# Exercise task
Convert every line of the items below into a JSON list of strings, one string per line, leaving out any blank lines.

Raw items
-------
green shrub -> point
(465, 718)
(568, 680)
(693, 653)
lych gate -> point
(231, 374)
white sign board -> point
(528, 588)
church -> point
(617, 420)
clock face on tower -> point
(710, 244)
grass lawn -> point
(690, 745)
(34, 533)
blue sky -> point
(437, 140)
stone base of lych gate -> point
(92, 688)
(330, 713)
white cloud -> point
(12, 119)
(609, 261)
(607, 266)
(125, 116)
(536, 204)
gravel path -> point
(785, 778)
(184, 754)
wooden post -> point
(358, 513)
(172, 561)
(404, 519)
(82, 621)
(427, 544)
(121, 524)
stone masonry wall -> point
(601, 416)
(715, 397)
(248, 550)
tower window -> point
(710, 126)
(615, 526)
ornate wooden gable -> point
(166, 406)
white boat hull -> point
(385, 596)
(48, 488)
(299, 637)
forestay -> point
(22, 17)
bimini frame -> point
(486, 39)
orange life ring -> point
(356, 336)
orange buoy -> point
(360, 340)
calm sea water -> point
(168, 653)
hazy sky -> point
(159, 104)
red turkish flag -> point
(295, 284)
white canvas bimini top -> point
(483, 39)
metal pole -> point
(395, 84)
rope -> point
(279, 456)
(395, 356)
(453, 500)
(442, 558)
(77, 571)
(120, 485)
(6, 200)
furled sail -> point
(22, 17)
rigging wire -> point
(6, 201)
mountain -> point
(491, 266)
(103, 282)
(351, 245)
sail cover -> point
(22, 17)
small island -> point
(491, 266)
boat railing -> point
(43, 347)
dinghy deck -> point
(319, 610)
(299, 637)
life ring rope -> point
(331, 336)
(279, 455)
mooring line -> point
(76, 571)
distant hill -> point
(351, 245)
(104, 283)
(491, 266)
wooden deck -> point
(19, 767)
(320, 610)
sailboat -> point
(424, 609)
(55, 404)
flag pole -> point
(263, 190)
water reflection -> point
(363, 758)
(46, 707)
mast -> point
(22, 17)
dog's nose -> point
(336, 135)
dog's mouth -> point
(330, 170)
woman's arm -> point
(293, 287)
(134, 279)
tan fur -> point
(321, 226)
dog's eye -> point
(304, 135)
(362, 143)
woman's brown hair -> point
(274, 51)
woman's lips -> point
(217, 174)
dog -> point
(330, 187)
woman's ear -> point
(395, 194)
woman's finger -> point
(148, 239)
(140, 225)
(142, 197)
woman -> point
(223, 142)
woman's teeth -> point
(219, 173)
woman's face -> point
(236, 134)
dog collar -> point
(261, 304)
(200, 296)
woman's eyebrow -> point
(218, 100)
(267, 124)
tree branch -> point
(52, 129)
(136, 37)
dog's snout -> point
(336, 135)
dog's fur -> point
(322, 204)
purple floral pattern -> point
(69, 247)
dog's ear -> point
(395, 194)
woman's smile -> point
-------
# Result of this exercise
[
  "green shrub -> point",
  "(465, 718)",
  "(568, 680)",
  "(693, 653)",
  "lych gate -> point",
  "(231, 374)",
  "white sign board -> point",
  "(528, 588)",
  "church -> point",
  "(617, 420)",
  "clock face on tower -> point",
  "(710, 244)",
  "grass lawn -> point",
  "(690, 745)",
  "(34, 533)",
  "blue sky -> point",
  "(437, 140)",
  "stone base of lych gate -> point",
  "(92, 688)",
  "(330, 713)",
  "white cloud -> point",
  "(12, 119)",
  "(609, 261)",
  "(607, 266)",
  "(125, 116)",
  "(536, 204)",
  "gravel path -> point",
  "(785, 778)",
  "(184, 754)",
  "wooden post -> point",
  "(358, 513)",
  "(172, 561)",
  "(404, 519)",
  "(82, 621)",
  "(427, 544)",
  "(121, 524)",
  "stone masonry wall -> point",
  "(601, 416)",
  "(715, 397)",
  "(248, 550)",
  "tower window -> point",
  "(710, 126)",
  "(615, 526)",
  "ornate wooden gable -> point",
  "(166, 406)",
  "white boat hull -> point",
  "(385, 596)",
  "(48, 488)",
  "(299, 637)",
  "forestay -> point",
  "(22, 17)",
  "bimini frame -> point",
  "(486, 39)",
  "orange life ring -> point",
  "(356, 336)",
  "orange buoy -> point",
  "(360, 340)",
  "calm sea water -> point",
  "(168, 653)",
  "hazy sky -> point",
  "(159, 104)",
  "red turkish flag -> point",
  "(295, 284)",
  "white canvas bimini top -> point",
  "(483, 39)",
  "metal pole -> point",
  "(395, 84)",
  "rope -> point",
  "(279, 456)",
  "(395, 356)",
  "(453, 500)",
  "(442, 558)",
  "(77, 571)",
  "(120, 485)",
  "(6, 200)",
  "furled sail -> point",
  "(22, 17)",
  "rigging wire -> point",
  "(6, 201)",
  "mountain -> point",
  "(491, 266)",
  "(103, 282)",
  "(351, 245)",
  "sail cover -> point",
  "(22, 17)",
  "small island -> point",
  "(491, 266)",
  "boat railing -> point",
  "(43, 347)",
  "dinghy deck -> point",
  "(319, 610)",
  "(299, 637)",
  "life ring rope -> point",
  "(331, 336)",
  "(279, 455)",
  "mooring line -> point",
  "(76, 571)",
  "distant hill -> point",
  "(351, 245)",
  "(104, 283)",
  "(491, 266)",
  "wooden deck -> point",
  "(19, 767)",
  "(320, 610)",
  "sailboat -> point",
  "(424, 609)",
  "(55, 404)",
  "flag pole -> point",
  "(263, 190)",
  "water reflection -> point",
  "(363, 758)",
  "(46, 707)",
  "mast -> point",
  "(22, 17)",
  "dog's nose -> point",
  "(336, 135)",
  "dog's mouth -> point",
  "(330, 170)",
  "woman's arm -> point",
  "(293, 287)",
  "(134, 279)",
  "tan fur -> point",
  "(321, 226)",
  "dog's eye -> point",
  "(304, 135)",
  "(362, 143)",
  "woman's brown hair -> point",
  "(274, 51)",
  "woman's lips -> point",
  "(217, 174)",
  "dog -> point",
  "(330, 187)",
  "woman's ear -> point",
  "(395, 194)",
  "woman's finger -> point",
  "(148, 239)",
  "(140, 225)",
  "(142, 197)",
  "woman -> point",
  "(223, 142)",
  "woman's teeth -> point",
  "(219, 173)",
  "woman's face -> point",
  "(236, 134)",
  "dog collar -> point",
  "(261, 304)",
  "(200, 296)",
  "woman's eyebrow -> point",
  "(218, 100)",
  "(267, 124)",
  "tree branch -> point",
  "(52, 129)",
  "(136, 37)",
  "dog's snout -> point",
  "(336, 135)",
  "dog's fur -> point",
  "(322, 204)",
  "purple floral pattern -> point",
  "(69, 247)",
  "dog's ear -> point",
  "(395, 194)",
  "woman's smile -> point"
]